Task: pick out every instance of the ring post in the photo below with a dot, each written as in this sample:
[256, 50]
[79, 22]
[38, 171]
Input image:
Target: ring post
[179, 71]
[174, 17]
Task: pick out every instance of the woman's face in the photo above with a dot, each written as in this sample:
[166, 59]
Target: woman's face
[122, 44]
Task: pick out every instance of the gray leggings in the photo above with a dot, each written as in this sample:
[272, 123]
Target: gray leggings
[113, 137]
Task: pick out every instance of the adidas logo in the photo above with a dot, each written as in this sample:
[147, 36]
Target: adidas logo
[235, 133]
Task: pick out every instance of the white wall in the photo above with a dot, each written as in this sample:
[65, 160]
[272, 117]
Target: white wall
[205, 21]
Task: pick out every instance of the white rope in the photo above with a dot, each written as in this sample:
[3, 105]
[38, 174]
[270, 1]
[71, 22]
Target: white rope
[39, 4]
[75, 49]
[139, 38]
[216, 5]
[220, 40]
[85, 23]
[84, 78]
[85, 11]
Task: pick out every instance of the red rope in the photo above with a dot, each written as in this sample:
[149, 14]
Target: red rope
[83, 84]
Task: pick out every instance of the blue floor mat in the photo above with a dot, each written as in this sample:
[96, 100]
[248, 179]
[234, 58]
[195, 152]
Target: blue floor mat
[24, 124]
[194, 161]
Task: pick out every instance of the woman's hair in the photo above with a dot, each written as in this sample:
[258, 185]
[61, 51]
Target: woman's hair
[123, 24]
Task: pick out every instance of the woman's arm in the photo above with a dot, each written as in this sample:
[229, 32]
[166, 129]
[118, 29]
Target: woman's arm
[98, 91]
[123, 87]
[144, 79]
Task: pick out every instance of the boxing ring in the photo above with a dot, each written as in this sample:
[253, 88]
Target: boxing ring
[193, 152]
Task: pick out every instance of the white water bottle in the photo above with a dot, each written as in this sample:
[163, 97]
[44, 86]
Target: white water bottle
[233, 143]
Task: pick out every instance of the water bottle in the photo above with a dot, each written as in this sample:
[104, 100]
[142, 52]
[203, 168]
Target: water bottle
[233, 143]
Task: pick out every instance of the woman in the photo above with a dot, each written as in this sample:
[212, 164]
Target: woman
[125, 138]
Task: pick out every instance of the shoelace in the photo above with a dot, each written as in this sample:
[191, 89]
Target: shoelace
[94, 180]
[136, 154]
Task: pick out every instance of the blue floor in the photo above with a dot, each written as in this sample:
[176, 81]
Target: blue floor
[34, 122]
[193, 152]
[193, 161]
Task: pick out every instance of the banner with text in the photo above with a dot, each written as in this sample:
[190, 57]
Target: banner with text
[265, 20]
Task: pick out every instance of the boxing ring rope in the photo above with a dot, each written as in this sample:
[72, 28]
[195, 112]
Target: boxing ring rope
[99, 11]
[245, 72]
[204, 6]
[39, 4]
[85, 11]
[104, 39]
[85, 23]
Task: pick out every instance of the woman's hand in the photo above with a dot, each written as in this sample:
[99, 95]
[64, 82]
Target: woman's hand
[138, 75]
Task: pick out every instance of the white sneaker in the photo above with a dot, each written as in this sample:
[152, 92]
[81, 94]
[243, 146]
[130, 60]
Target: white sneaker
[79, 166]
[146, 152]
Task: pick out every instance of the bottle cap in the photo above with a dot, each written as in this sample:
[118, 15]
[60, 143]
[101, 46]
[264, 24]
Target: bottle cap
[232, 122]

##############################

◆ Problem details: Nothing may be omitted or altered; reproduce all of the entries.

◆ Output for this exercise:
Task: pick out every instance of the ring post in the photo below with a dot, each written as in this sample:
[256, 50]
[79, 22]
[38, 171]
Input image:
Target: ring post
[179, 71]
[174, 17]
Task: pick out every instance of the woman's face in the photo above with a dot, each written as in this sample:
[166, 59]
Target: woman's face
[122, 44]
Task: pick out every instance of the gray leggings in the photo above with a dot, each written as in this sample:
[272, 123]
Target: gray leggings
[113, 137]
Task: pick out every instance of the adidas logo in the photo above with a dot, each written as in this sample:
[147, 36]
Target: adidas logo
[235, 133]
Task: pick out every instance of the white wall in the photo above with a dot, each written as in this sample:
[65, 160]
[272, 117]
Target: white wall
[205, 21]
Task: pick out every instance of the white rope in the photo above with a dot, each written as in this sample:
[3, 105]
[38, 174]
[270, 1]
[71, 22]
Target: white rope
[39, 4]
[75, 49]
[139, 38]
[216, 5]
[220, 40]
[85, 23]
[84, 78]
[85, 11]
Task: pick out every instance of the red rope in the photo above with a dot, each written as in this sample:
[149, 14]
Target: red rope
[83, 84]
Task: pick out every instance of the blue floor mat in the photo above with a dot, each written as in this sample:
[96, 100]
[248, 179]
[234, 58]
[195, 152]
Target: blue floor mat
[24, 124]
[194, 161]
Task: pick out every instance of the woman's hair in the photo above with a dot, each written as in this sample:
[258, 185]
[61, 51]
Target: woman's hair
[123, 24]
Task: pick out every instance of the woman's arm in the photo above with a dot, each written as in this sample:
[229, 32]
[166, 129]
[118, 29]
Target: woman's arm
[98, 91]
[123, 87]
[144, 79]
Task: pick out every instance of the boxing ring in the photo above with a dot, each written as in this sample:
[253, 88]
Target: boxing ring
[193, 152]
Task: pick out every instance of the white water bottle in the photo above with a dot, each written as in this sample:
[163, 97]
[44, 86]
Target: white water bottle
[233, 143]
Task: pick out every instance of the water bottle in the photo above with a dot, each written as in this sample:
[104, 100]
[142, 52]
[203, 168]
Target: water bottle
[233, 143]
Task: pick out every instance of the woman in the photo above with a dot, each written as in this sample:
[212, 164]
Target: woman
[125, 138]
Task: pick out every instance of the shoelace in the photo above with a dot, each written as in this sample:
[191, 89]
Target: shoelace
[94, 180]
[136, 154]
Task: pick out every instance of the blue floor in the photo above with a dot, each written as in this sample:
[176, 81]
Target: blue floor
[34, 122]
[193, 152]
[193, 161]
Task: pick out every instance of the banner with text in the photo above with a dot, each written as in this sample:
[190, 57]
Target: banner with text
[265, 20]
Task: pick out every instance of the boxing ring rope in the photo above with a dot, each written as in this sample:
[72, 28]
[195, 112]
Target: boxing ring rope
[99, 11]
[245, 72]
[204, 6]
[39, 4]
[85, 11]
[104, 39]
[85, 23]
Task: pick out every instance of the woman's hand in the photo above with a dot, each written as in this sample:
[99, 95]
[64, 82]
Target: woman's hand
[138, 75]
Task: pick out every instance of the white sneaker in the photo above with a dot, each written as in this sample:
[152, 92]
[81, 94]
[243, 146]
[130, 60]
Target: white sneaker
[79, 166]
[146, 152]
Task: pick out every instance of the bottle cap in the photo above with a dot, each written as in this sample:
[118, 15]
[60, 143]
[101, 46]
[264, 24]
Target: bottle cap
[232, 122]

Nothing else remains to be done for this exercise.